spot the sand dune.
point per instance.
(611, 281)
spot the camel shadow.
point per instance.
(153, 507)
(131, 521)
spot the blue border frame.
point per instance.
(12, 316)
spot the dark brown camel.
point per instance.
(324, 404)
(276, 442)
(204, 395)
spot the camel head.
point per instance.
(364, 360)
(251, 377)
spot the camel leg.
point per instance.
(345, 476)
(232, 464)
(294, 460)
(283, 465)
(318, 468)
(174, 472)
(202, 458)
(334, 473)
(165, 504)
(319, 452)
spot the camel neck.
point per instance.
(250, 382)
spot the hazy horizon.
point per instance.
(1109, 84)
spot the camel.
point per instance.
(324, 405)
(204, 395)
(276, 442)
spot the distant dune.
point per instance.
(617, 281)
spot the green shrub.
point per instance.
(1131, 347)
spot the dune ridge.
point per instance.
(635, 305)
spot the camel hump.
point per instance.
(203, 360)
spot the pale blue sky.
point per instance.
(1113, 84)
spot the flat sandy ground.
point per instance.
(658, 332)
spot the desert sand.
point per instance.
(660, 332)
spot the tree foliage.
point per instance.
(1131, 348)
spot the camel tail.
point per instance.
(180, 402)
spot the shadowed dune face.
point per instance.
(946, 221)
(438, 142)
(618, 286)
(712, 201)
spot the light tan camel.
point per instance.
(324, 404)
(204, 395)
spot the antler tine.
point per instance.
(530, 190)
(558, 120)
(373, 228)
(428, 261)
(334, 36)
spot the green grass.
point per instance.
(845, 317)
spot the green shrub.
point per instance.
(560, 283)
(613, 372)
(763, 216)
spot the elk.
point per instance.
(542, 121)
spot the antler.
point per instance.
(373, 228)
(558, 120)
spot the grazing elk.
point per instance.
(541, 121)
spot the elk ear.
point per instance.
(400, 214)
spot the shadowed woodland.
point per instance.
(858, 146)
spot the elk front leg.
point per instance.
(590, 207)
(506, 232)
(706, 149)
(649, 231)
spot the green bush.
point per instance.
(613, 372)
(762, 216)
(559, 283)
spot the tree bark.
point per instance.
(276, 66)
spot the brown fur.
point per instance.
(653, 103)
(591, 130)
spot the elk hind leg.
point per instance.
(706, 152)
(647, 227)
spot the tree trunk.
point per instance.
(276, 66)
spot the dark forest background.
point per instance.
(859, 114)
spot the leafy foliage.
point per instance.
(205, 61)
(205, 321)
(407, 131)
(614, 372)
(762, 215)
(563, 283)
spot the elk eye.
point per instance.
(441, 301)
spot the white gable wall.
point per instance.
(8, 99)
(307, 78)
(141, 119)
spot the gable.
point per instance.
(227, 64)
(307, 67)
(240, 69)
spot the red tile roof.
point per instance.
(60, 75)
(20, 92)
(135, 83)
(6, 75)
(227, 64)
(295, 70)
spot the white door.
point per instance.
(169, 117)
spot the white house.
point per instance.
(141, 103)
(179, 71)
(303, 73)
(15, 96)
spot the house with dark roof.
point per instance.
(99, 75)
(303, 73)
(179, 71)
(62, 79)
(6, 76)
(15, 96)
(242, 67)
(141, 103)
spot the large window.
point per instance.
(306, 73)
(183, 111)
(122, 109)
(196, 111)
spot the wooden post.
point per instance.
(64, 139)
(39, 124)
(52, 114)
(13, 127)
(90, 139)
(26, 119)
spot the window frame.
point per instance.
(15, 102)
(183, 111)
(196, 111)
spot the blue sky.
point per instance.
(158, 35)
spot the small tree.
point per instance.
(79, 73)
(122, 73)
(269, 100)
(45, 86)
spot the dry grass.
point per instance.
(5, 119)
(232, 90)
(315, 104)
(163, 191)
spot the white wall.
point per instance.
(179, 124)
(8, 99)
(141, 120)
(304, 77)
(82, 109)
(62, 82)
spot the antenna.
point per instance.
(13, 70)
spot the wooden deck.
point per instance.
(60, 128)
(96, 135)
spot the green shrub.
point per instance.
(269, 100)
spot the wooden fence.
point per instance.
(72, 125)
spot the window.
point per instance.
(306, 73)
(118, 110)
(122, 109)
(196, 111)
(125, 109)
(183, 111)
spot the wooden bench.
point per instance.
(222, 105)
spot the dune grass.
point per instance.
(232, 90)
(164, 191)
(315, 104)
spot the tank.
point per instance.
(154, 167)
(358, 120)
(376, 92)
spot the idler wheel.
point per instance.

------------------------------------------------------------

#### Requirement:
Scan the records for the string "tree" and show every line that contains it.

#### Task response:
spot the tree foliage.
spot the tree bark.
spot the tree trunk.
spot the small tree.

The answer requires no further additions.